▸ To be done
Give every entry again, word for word and in full.

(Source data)
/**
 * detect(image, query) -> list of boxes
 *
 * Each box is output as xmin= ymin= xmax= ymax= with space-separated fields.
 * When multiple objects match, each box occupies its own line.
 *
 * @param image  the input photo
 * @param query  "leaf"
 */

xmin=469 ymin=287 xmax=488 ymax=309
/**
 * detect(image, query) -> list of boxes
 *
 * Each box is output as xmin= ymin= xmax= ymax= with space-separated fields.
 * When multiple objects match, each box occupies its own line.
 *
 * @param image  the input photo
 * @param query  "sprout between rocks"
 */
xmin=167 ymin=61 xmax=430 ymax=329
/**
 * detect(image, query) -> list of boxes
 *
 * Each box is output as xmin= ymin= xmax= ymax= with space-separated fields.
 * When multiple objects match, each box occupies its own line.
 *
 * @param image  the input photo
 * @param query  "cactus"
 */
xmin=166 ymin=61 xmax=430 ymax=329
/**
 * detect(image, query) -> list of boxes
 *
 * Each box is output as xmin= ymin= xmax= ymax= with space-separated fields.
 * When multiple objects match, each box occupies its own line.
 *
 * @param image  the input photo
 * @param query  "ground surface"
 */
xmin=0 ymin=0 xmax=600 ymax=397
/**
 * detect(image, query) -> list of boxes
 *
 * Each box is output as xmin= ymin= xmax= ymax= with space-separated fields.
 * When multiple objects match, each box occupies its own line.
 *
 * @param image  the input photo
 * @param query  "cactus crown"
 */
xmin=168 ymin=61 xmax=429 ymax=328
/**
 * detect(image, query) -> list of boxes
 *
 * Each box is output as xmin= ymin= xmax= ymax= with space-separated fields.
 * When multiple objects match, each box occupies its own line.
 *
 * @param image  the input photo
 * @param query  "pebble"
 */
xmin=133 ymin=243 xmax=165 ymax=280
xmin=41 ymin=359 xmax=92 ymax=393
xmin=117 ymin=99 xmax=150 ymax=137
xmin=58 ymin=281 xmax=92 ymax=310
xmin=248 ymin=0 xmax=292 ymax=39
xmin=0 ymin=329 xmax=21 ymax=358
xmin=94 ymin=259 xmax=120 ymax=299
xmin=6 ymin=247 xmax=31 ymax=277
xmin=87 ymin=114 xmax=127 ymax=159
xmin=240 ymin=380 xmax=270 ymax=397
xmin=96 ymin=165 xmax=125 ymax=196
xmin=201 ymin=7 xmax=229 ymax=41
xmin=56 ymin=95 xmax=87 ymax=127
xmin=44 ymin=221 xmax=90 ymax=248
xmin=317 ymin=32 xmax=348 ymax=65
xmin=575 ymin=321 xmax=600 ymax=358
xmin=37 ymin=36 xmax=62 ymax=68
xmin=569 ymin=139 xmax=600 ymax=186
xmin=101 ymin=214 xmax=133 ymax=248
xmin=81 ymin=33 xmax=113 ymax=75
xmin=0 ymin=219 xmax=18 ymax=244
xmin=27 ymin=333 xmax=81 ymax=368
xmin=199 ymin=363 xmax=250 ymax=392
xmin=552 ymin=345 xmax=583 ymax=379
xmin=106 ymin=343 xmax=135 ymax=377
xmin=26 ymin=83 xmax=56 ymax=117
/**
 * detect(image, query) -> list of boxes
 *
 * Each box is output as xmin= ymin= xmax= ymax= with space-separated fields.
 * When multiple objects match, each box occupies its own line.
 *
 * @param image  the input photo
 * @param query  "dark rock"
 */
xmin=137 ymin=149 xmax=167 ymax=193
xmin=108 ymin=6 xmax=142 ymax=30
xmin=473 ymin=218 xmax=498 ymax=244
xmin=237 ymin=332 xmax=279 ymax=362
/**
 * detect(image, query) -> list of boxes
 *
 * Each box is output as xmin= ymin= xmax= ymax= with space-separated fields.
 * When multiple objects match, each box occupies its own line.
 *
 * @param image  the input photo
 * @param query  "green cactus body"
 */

▸ Exercise output
/**
 * detect(image, query) -> list of boxes
 *
 * Each box is output as xmin= ymin= xmax= ymax= with space-separated fields.
 * When multiple objects match, each box occupies its own line.
 *
 * @param image  the input photo
 * @param query  "leaf"
 */

xmin=469 ymin=287 xmax=488 ymax=309
/**
 * detect(image, query) -> list of boxes
 *
 * Each box is output as xmin= ymin= xmax= ymax= with space-separated fields.
 * When multiple objects match, each box occupies its own line.
 *
 * @param image  the input photo
 * @param query  "sprout between rocks"
 */
xmin=167 ymin=61 xmax=430 ymax=329
/**
 * detect(image, query) -> list of boxes
 *
 * Each box is output as xmin= ymin= xmax= ymax= with space-separated fields.
 * When multiple objects match, each box occupies its own line.
 *
 * @param image  the input photo
 * @param query  "cactus"
 */
xmin=166 ymin=61 xmax=430 ymax=329
/**
 * detect(image, query) -> list of boxes
 *
 * Each box is output as xmin= ymin= xmax= ymax= with space-separated fields.
 * When multiple objects match, each box occupies its own line.
 *
 * @param image  the input photo
 * @param query  "ground surface"
 */
xmin=0 ymin=0 xmax=600 ymax=397
/**
 * detect(image, query) -> list of boxes
 *
 * Each box is output as xmin= ymin= xmax= ymax= with space-separated fields.
 * When multiple objects match, each box occupies its own line.
 *
 * @param image  the input photo
 * @param query  "cactus crown"
 */
xmin=168 ymin=61 xmax=429 ymax=328
/**
 * detect(image, query) -> list of boxes
 *
 * Each box is output as xmin= ymin= xmax= ymax= with space-separated fields.
 * When multiple objects match, each box occupies its own line.
 *
 * @param image  the input photo
 * @param query  "pebble"
 */
xmin=133 ymin=243 xmax=165 ymax=280
xmin=41 ymin=359 xmax=92 ymax=393
xmin=117 ymin=99 xmax=150 ymax=137
xmin=58 ymin=281 xmax=92 ymax=310
xmin=248 ymin=0 xmax=292 ymax=39
xmin=0 ymin=329 xmax=21 ymax=358
xmin=94 ymin=259 xmax=120 ymax=299
xmin=6 ymin=247 xmax=31 ymax=277
xmin=87 ymin=114 xmax=127 ymax=159
xmin=240 ymin=380 xmax=270 ymax=397
xmin=96 ymin=165 xmax=125 ymax=196
xmin=201 ymin=7 xmax=229 ymax=41
xmin=56 ymin=95 xmax=87 ymax=127
xmin=44 ymin=221 xmax=90 ymax=248
xmin=317 ymin=32 xmax=348 ymax=65
xmin=575 ymin=321 xmax=600 ymax=358
xmin=37 ymin=36 xmax=62 ymax=68
xmin=569 ymin=139 xmax=600 ymax=186
xmin=101 ymin=214 xmax=133 ymax=248
xmin=81 ymin=33 xmax=113 ymax=75
xmin=0 ymin=219 xmax=18 ymax=244
xmin=27 ymin=333 xmax=81 ymax=368
xmin=199 ymin=363 xmax=250 ymax=392
xmin=552 ymin=345 xmax=583 ymax=379
xmin=106 ymin=343 xmax=135 ymax=377
xmin=26 ymin=83 xmax=56 ymax=117
/**
 * detect(image, query) -> list of boxes
 *
 * Each box is output as xmin= ymin= xmax= ymax= with space-separated fields.
 * When multiple objects match, each box occupies its own line.
 *
 * @param image  the input photo
 * @param query  "dark rock"
 */
xmin=137 ymin=149 xmax=167 ymax=193
xmin=108 ymin=6 xmax=142 ymax=30
xmin=473 ymin=218 xmax=498 ymax=244
xmin=237 ymin=332 xmax=279 ymax=362
/**
 * detect(image, query) -> list of boxes
 *
 * Each box is output as xmin= ymin= xmax= ymax= with space-separated fields.
 * When multiple objects match, each box occupies its own line.
 *
 * @param image  the input photo
 * @param query  "green cactus body"
 */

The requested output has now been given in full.